Your objective: Turn the entries below into a numbered list, starting at the line that contains "Exercise. Mark the tall" and continuing through the line that contains "[(161, 47), (139, 18), (44, 139), (89, 26)]". Leave out any blank lines.

Recorded information:
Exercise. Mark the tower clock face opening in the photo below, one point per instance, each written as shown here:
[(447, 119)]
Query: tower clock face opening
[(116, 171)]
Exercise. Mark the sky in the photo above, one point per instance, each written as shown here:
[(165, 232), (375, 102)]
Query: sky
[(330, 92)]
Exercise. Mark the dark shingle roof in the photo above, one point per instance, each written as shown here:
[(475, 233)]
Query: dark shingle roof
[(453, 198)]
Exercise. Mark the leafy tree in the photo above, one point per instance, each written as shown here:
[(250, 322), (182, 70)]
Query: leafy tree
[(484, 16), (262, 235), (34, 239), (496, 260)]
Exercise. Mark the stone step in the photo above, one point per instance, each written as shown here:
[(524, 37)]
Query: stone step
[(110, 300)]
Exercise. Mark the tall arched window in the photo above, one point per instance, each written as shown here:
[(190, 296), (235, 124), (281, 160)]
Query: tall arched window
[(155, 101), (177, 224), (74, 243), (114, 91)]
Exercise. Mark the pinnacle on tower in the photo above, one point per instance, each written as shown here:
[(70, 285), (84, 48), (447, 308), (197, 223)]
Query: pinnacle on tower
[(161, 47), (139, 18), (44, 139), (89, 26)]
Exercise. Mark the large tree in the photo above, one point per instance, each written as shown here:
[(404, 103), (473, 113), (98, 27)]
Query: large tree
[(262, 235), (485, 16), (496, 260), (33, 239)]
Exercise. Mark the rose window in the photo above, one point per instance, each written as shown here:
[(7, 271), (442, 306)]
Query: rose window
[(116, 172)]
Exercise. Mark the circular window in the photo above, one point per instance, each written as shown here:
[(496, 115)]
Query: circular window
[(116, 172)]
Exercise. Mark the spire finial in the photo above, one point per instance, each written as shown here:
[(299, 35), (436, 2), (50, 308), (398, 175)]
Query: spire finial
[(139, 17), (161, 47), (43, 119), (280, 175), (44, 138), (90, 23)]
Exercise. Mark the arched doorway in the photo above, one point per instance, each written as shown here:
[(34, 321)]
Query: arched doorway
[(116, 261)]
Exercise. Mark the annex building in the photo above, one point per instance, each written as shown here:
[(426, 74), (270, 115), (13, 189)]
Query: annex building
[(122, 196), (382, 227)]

Written solution:
1. Exercise. Mark the tall arched window in the photo above, one point per instance, each written as shown here:
2. [(190, 296), (235, 124), (281, 160)]
3. Query: tall arched window
4. [(155, 101), (177, 224), (74, 243), (114, 91)]
5. Exercise. Mark the pinnacle on tower in the photo above, one point per instance, each written as shown here:
6. [(70, 285), (84, 48), (447, 308), (197, 223)]
7. Query: pinnacle on tower
8. [(161, 47), (139, 18), (44, 139), (89, 26)]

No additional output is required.